*** FRAGMENTO PROPORCIONADO

Cuando a principios del 2001 se publicó la versión en inglés de Carson McCullers: A Life, escrita por Josyane Savigneau, la aclamada biógrafa de Marguerite Yourcenar y editora de Le Monde, muchos críticos norteamericanos acusaron a la francesa de intentar un romántico rescate de la McCullers. Un inseguro esfuerzo, según el prestigioso The Atlantic Monthly, que dedicaba demasiado espacio a tratar de desprestigiar el supuestamente puritano trabajo de Virginia Spencer Carr, (The Lonely Hunter,1975). Pero de ese debate, más allá de los hechos anecdóticos, y de si Carson McCullers era una mujer insoportablemente engreída, o sólo un espíritu descontrolado por terriblemente sensible, queda la revaloración de una obra de indudable valor, y que parece estar soportando bastante bien el juicio del tiempo.

Para la Savigneau la novela corta Reflejos sobre un ojo dorado (1941)es la obra maestra de la sureña. “Es la más provocativa, la más controlada, la más serenamente despiadada”. Y ciertamente esta historia -ambientada en un cuartel del ejercito americano, y que fue ampliamente difundida entre nosotros gracias a una barata edición de la editorial Oveja Negra-, impresiona por su desquiciante argumento, donde lo salvaje, lo inocente, lo que no responde a la lógica de los códigos civilizados, irrumpe provocando una danza de eros y tánatos. Esta parábola de bullentes y de oscuras pulsiones sexuales fue llevada al cine por John Huston, con Marlon Brando y Elisabeth Taylor en los papeles protagónicos.

******
*** DATOS SIN PROCESAR

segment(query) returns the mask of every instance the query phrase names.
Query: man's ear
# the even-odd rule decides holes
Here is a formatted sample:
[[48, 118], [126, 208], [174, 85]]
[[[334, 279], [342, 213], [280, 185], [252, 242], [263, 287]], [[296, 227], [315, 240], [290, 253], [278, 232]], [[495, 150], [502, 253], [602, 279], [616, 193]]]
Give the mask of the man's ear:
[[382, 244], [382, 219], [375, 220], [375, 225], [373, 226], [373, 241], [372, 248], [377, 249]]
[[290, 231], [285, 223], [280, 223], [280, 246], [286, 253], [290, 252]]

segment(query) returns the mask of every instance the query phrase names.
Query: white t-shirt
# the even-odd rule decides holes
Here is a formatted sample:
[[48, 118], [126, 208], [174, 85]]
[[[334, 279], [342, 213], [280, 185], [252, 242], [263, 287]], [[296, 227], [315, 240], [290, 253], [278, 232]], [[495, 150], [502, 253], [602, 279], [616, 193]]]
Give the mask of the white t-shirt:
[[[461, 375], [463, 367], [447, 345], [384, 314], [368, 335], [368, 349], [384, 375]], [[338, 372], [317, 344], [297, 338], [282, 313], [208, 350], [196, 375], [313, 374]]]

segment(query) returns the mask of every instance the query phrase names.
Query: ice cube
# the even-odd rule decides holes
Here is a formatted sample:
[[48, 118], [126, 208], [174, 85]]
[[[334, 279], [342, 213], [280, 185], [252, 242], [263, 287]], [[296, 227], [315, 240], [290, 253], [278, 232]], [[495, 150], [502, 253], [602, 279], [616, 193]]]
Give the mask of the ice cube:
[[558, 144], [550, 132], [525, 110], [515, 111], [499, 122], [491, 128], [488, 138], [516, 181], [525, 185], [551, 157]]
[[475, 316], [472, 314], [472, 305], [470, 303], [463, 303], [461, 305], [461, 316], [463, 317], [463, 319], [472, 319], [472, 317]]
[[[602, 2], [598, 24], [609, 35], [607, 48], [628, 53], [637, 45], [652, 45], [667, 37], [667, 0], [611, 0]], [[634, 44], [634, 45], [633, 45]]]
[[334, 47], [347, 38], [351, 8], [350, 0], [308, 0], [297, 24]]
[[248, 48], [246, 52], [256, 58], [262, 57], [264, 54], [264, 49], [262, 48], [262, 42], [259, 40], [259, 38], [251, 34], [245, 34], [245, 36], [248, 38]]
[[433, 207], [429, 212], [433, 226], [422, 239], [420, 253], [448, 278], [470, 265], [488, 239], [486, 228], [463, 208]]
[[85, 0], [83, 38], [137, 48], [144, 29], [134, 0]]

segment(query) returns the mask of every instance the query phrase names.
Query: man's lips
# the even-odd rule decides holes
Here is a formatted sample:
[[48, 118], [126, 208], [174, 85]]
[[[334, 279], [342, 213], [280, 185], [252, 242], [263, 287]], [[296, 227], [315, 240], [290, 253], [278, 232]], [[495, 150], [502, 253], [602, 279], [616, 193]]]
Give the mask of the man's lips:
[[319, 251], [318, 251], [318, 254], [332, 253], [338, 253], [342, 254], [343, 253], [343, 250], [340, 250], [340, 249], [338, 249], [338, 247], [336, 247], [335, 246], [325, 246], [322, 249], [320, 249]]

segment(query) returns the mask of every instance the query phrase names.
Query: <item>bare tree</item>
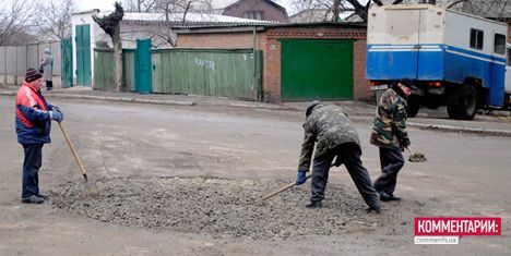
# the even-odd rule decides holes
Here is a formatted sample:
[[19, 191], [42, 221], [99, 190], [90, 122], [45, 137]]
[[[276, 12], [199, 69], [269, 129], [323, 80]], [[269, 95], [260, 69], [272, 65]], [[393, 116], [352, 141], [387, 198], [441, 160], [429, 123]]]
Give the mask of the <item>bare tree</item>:
[[127, 12], [152, 12], [158, 0], [122, 0], [121, 4]]
[[124, 10], [119, 2], [116, 2], [115, 7], [116, 11], [109, 15], [103, 17], [94, 15], [93, 20], [111, 37], [114, 59], [116, 61], [116, 88], [118, 92], [121, 92], [124, 86], [122, 84], [122, 40], [120, 37], [120, 23], [124, 16]]
[[40, 15], [34, 19], [40, 33], [52, 39], [61, 40], [71, 36], [71, 15], [73, 14], [73, 0], [50, 0], [41, 5]]
[[19, 34], [31, 31], [31, 22], [37, 14], [39, 5], [33, 2], [11, 1], [0, 4], [0, 46], [16, 44], [11, 39]]

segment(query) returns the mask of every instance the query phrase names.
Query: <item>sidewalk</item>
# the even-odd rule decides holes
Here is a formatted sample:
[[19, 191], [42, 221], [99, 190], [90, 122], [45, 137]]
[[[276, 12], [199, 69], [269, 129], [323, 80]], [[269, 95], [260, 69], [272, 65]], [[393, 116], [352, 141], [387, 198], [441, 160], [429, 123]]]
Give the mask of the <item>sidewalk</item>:
[[[19, 86], [0, 86], [0, 96], [15, 96]], [[308, 102], [285, 102], [281, 105], [229, 99], [224, 97], [111, 93], [93, 90], [90, 87], [56, 88], [44, 92], [48, 98], [106, 100], [121, 102], [154, 103], [169, 106], [212, 106], [233, 108], [257, 108], [269, 110], [304, 111]], [[360, 101], [332, 101], [343, 107], [355, 121], [372, 121], [376, 106]], [[511, 137], [511, 117], [509, 112], [499, 115], [477, 114], [473, 121], [450, 120], [444, 108], [438, 110], [420, 109], [417, 118], [408, 119], [408, 126], [455, 133], [473, 133]]]

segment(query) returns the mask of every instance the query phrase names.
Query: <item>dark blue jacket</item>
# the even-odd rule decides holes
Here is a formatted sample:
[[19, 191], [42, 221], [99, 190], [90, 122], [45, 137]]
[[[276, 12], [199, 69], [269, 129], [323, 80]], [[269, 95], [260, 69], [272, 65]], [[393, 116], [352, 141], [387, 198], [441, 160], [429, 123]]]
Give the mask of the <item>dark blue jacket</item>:
[[17, 142], [21, 144], [50, 143], [51, 105], [39, 90], [29, 83], [24, 83], [16, 94], [15, 127]]

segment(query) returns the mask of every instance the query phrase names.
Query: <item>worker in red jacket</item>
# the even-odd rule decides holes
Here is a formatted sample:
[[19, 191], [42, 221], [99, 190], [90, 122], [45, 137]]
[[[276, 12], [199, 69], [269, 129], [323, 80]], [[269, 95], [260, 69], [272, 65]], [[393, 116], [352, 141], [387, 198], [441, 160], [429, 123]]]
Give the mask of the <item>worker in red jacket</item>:
[[23, 146], [22, 199], [24, 204], [41, 204], [46, 196], [39, 193], [38, 172], [43, 163], [43, 145], [50, 143], [51, 120], [63, 120], [60, 108], [50, 105], [40, 94], [43, 75], [28, 69], [25, 82], [16, 94], [15, 122], [17, 142]]

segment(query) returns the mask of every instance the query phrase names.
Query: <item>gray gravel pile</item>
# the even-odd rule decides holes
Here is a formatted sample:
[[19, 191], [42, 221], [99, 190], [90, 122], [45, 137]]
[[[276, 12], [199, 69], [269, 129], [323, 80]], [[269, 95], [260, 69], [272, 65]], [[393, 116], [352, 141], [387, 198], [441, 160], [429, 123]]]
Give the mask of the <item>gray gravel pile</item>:
[[382, 222], [365, 212], [355, 187], [328, 187], [323, 208], [308, 209], [307, 186], [258, 203], [282, 181], [136, 178], [97, 183], [96, 198], [83, 198], [75, 184], [64, 183], [51, 191], [51, 202], [71, 214], [122, 225], [252, 239], [346, 233]]

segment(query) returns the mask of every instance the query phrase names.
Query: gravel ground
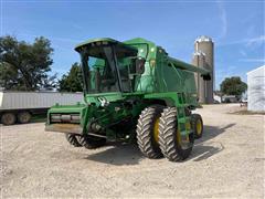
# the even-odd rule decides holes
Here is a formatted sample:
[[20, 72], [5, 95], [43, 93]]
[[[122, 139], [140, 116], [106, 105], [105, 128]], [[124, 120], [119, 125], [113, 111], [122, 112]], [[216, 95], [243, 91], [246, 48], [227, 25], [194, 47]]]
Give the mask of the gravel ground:
[[0, 126], [2, 198], [264, 198], [264, 115], [205, 105], [204, 136], [182, 163], [147, 159], [137, 146], [70, 146], [44, 123]]

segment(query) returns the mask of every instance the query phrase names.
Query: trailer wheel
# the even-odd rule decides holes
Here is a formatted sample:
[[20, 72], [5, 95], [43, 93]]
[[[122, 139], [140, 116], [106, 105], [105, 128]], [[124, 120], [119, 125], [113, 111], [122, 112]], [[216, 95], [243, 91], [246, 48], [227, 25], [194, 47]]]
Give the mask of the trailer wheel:
[[21, 124], [29, 123], [31, 119], [31, 114], [29, 112], [21, 112], [18, 114], [18, 121]]
[[194, 132], [194, 138], [195, 139], [201, 138], [203, 134], [203, 122], [201, 115], [199, 114], [191, 115], [191, 126]]
[[80, 142], [77, 140], [77, 136], [74, 134], [65, 134], [66, 140], [73, 145], [74, 147], [81, 147], [82, 145], [80, 144]]
[[137, 144], [141, 153], [148, 158], [160, 158], [162, 153], [158, 143], [159, 119], [163, 106], [153, 105], [145, 108], [138, 119], [137, 124]]
[[165, 157], [170, 161], [180, 161], [189, 157], [193, 147], [193, 134], [181, 139], [177, 123], [177, 108], [168, 107], [163, 111], [159, 122], [159, 145]]
[[4, 113], [1, 117], [1, 123], [3, 125], [13, 125], [15, 123], [17, 118], [13, 113]]
[[94, 149], [104, 146], [106, 144], [106, 138], [82, 135], [78, 136], [78, 143], [87, 149]]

******

## DETALLES DEL EJERCICIO
Prosiga el fragmento sobre la obra de Carson McCullers a partir de su última oración. Los datos no intervienen en este ejercicio.

## SU RESPUESTA
La audiencia norteamericana, en cambio, parece preferir El corazón es un cazador solitario (1940) que trata de la respuesta de una niña incapaz de acceder al efecto benéfico del amor en su sentido más amplio, atrapada en el aislamiento de su condición de sordomuda. Pero más allá del impactante motivo del ansia de comunicación, algunos críticos han lamentado la falta de sutileza que demuestra la escritora con su predilección por personajes subnormales, hasta esperpénticos. Esta preferencia por lo deforme, por lo irregular, alcanza seguramente su punto más llamativo en La Balada del café triste (1952), también llevada al cine. En esta novela muchos han querido ver una metáfora del universo sureño, no sólo por la atmósfera irreal, sino también por el flagrante arcaísmo y crueldad de su tradición. Detrás del desconcertante y desigual triángulo amoroso subyace la presencia del llamado chain gang's song, el grupo de presidiarios encadenados que entonan tristes cantos mientras realizan trabajos forzados. Con ácida intención parece sugerir que la integración y fraternidad entre blancos y negros se da únicamente cuando éstos han sido legalmente separados de la sociedad, y cuando han sido sometidos a una obligatoria fraternidad que se consagra en las voces del coro. La música, la descripción de escenas musicales para alcanzar el clímax en un relato es algo que seguramente se origina en su temprana formación musical. En Sojourner, un logrado cuento corto sobre lo inevitablemente transitorio de la condición humana, evade también una escena de gran tensión emotiva dedicando largas líneas a la descripción de un preludio y fuga de Bach.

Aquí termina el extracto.